AVAILABLE DATA
----
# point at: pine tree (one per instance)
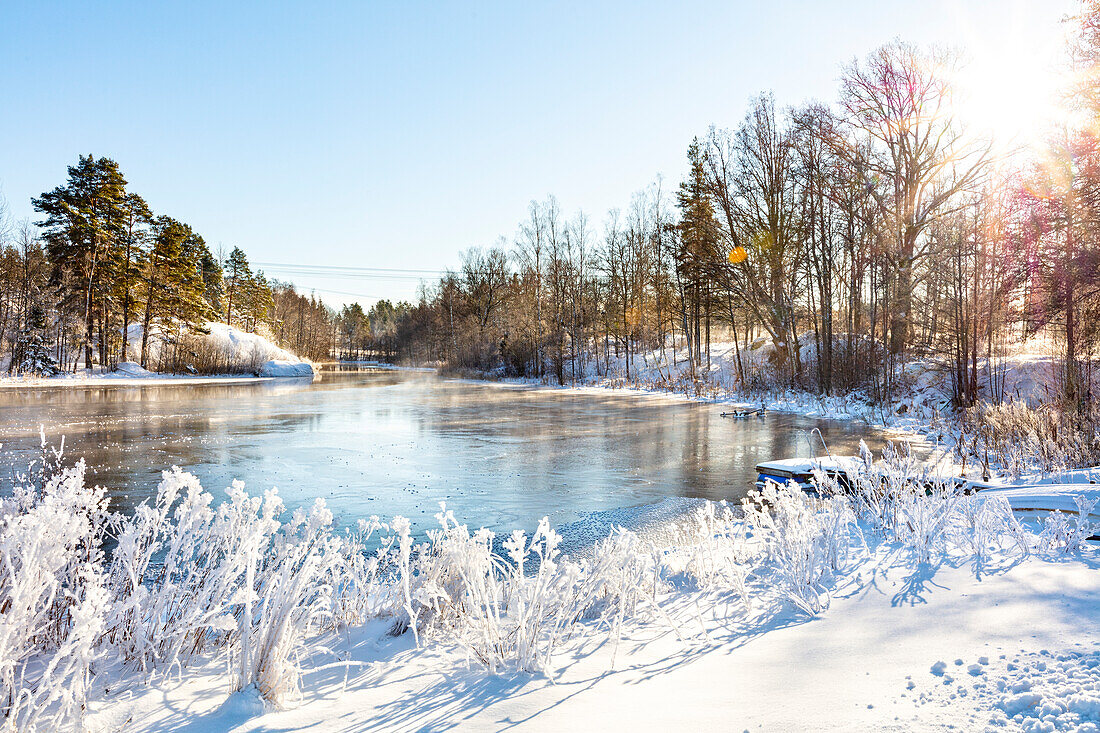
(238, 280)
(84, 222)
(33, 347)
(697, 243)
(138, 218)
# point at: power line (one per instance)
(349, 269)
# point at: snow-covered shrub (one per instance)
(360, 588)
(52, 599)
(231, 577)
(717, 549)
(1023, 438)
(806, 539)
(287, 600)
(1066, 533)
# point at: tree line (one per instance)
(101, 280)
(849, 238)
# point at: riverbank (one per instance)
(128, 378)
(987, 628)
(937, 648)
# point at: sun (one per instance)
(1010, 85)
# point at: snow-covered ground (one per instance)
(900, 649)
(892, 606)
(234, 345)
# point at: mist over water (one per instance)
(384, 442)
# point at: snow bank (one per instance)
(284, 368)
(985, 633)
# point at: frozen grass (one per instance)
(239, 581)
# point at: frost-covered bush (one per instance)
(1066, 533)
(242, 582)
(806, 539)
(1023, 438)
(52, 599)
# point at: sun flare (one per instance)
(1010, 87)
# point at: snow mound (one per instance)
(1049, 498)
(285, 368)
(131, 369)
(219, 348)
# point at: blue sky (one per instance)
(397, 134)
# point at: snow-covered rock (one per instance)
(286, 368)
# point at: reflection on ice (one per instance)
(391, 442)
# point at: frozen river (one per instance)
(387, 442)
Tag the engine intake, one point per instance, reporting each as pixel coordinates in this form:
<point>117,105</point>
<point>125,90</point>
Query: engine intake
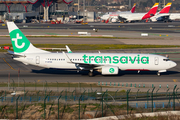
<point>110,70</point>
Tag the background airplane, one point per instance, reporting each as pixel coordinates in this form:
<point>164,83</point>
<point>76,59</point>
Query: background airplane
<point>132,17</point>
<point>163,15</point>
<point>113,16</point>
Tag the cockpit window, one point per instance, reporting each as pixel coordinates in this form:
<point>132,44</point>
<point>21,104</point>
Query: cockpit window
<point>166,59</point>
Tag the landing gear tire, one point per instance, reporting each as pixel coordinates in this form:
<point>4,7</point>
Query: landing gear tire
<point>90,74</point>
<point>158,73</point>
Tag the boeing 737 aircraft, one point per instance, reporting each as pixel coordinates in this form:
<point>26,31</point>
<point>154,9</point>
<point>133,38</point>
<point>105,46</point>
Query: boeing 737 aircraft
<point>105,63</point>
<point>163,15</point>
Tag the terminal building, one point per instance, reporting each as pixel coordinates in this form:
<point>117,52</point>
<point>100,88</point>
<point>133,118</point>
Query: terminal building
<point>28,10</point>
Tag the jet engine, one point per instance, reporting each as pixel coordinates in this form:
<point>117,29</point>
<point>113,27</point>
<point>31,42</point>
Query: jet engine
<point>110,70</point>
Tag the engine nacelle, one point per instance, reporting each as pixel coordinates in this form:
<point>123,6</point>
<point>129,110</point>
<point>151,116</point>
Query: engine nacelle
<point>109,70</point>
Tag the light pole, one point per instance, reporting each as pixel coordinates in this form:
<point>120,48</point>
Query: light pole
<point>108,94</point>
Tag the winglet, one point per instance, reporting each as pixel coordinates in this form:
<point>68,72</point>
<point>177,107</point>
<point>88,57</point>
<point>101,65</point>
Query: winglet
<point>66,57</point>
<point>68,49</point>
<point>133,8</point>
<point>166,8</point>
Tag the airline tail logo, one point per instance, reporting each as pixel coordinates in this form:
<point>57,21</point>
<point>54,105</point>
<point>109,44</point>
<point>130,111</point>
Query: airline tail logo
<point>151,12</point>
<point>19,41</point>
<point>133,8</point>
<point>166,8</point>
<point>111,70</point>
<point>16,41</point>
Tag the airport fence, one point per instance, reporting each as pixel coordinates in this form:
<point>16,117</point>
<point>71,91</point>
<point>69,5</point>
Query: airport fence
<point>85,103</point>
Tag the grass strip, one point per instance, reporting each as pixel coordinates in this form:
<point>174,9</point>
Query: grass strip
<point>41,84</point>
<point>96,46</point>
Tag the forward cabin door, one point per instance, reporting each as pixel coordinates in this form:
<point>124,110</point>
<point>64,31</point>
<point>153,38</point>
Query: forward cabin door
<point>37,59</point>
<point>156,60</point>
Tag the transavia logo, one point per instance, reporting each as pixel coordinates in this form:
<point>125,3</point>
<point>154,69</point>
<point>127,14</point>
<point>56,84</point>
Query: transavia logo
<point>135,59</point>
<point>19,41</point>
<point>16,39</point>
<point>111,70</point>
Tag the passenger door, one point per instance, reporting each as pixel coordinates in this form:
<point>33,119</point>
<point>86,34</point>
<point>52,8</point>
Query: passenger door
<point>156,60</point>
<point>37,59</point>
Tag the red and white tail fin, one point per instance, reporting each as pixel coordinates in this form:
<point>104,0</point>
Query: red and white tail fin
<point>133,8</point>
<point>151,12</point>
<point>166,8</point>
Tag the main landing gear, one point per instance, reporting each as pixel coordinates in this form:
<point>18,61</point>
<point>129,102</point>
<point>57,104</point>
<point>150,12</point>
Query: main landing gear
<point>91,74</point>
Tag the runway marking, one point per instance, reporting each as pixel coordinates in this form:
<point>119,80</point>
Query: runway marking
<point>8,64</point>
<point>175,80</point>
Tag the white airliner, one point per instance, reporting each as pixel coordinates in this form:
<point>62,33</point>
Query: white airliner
----
EXERCISE BRIEF
An exact, word-for-word version of the material is required, free of pictures.

ANSWER SECTION
# point at: pine tree (one per instance)
(238, 280)
(84, 222)
(33, 347)
(697, 243)
(138, 218)
# point at: power line (one per instance)
(349, 269)
# point at: snow-covered shrub (one per instance)
(360, 588)
(52, 599)
(231, 577)
(717, 549)
(1023, 438)
(806, 539)
(287, 600)
(1066, 533)
# point at: tree line (one per instance)
(101, 280)
(849, 238)
# point at: riverbank (one per instance)
(128, 378)
(987, 628)
(937, 648)
# point at: sun (one per instance)
(1010, 85)
# point at: snow-covered ground (one per instance)
(900, 649)
(892, 606)
(234, 345)
# point at: mist over water (one per instance)
(384, 442)
# point at: snow bank (one per instance)
(284, 368)
(985, 633)
# point at: frozen grass (one per instance)
(239, 581)
# point at: frost-covered bush (one per instance)
(1066, 533)
(242, 582)
(806, 539)
(1023, 438)
(52, 599)
# point at: sun flare (one per instance)
(1010, 87)
# point at: snow mound (one per instance)
(1049, 498)
(285, 368)
(131, 369)
(219, 348)
# point at: blue sky (one per instance)
(397, 134)
# point at: snow-covered rock (one per instance)
(286, 368)
# point at: reflection on ice (one per instance)
(391, 442)
# point at: frozen river (one per instance)
(387, 442)
Tag the engine intake, one point per instance, reporting each as pixel coordinates in this form:
<point>117,105</point>
<point>125,90</point>
Query: engine intake
<point>110,70</point>
Tag the background airplane, one point per instance, reporting each as pixel coordinates in this form:
<point>164,83</point>
<point>76,59</point>
Query: background airplane
<point>132,17</point>
<point>163,15</point>
<point>113,16</point>
Tag the cockpit window, one point per instance, reporting each as pixel coordinates in this form:
<point>132,44</point>
<point>21,104</point>
Query: cockpit window
<point>166,59</point>
Tag the landing gear tire, one point per instance, reporting each as pixel coordinates in this form:
<point>4,7</point>
Query: landing gear tire
<point>90,74</point>
<point>158,73</point>
Tag the boeing 737 aircraft, one point per instance, reporting each as pixel coordinates in this form:
<point>26,31</point>
<point>154,9</point>
<point>133,38</point>
<point>105,46</point>
Query: boeing 737 aircraft
<point>105,63</point>
<point>163,15</point>
Tag the terminal building, one point per instance, reporting each as pixel coordinates in this form:
<point>117,52</point>
<point>100,88</point>
<point>133,118</point>
Query: terminal building
<point>28,10</point>
Tag the jet engine, one point per instance, reporting each as pixel coordinates in this form:
<point>117,29</point>
<point>113,27</point>
<point>31,42</point>
Query: jet engine
<point>110,70</point>
Tag the engine nacelle, one point per instance, reporting each as pixel coordinates in this form:
<point>123,6</point>
<point>129,110</point>
<point>151,116</point>
Query: engine nacelle
<point>109,70</point>
Tag the light pole, one point per instance, reporting each as pixel coordinates in this form:
<point>120,48</point>
Query: light pole
<point>108,94</point>
Tag the winglet, one point per instance, reporting each as pixel coordinates in this form:
<point>68,72</point>
<point>177,107</point>
<point>88,57</point>
<point>101,65</point>
Query: winglet
<point>66,57</point>
<point>68,49</point>
<point>133,8</point>
<point>166,8</point>
Tag the airline tail logo, one point per instance, reporting each as pixel coordinates in this form:
<point>57,21</point>
<point>54,105</point>
<point>109,44</point>
<point>130,111</point>
Query: airline tail logo
<point>151,12</point>
<point>19,41</point>
<point>133,8</point>
<point>166,8</point>
<point>111,70</point>
<point>16,41</point>
Tag the airport fence, one point per instance, reporting each as pixel coordinates in this form:
<point>16,117</point>
<point>71,91</point>
<point>69,5</point>
Query: airport fence
<point>85,103</point>
Tag the grass strip, one point per instance, reporting each as pixel coordinates in this form:
<point>174,9</point>
Query: grass strip
<point>41,84</point>
<point>96,46</point>
Tag the forward cabin door, one point per instance, reporting each as pixel coordinates in this form:
<point>124,110</point>
<point>64,31</point>
<point>153,38</point>
Query: forward cabin door
<point>37,59</point>
<point>156,60</point>
Tag the transavia logo, one point per instance, reporting each as pixel coordinates in this form:
<point>125,3</point>
<point>154,69</point>
<point>127,14</point>
<point>56,84</point>
Query: transavia logo
<point>135,59</point>
<point>19,41</point>
<point>16,39</point>
<point>111,70</point>
Tag the passenger door, one point per instance, reporting each as pixel coordinates in this form:
<point>33,119</point>
<point>86,34</point>
<point>52,8</point>
Query: passenger door
<point>156,60</point>
<point>37,59</point>
Tag the red and white tail fin, one point per instance, reporting each as pixel coordinates in this form:
<point>104,0</point>
Query: red and white tail fin
<point>133,8</point>
<point>151,12</point>
<point>166,8</point>
Tag the main landing gear, one point per instance, reporting each as pixel coordinates in this form:
<point>18,61</point>
<point>129,102</point>
<point>57,104</point>
<point>150,12</point>
Query: main landing gear
<point>91,74</point>
Tag the runway marking, one point per instance, reporting each as pixel coordinates in this form:
<point>119,80</point>
Query: runway marking
<point>8,64</point>
<point>175,80</point>
Tag the white airliner, one point per instance, reporting each as pixel coordinates in this form:
<point>62,33</point>
Query: white airliner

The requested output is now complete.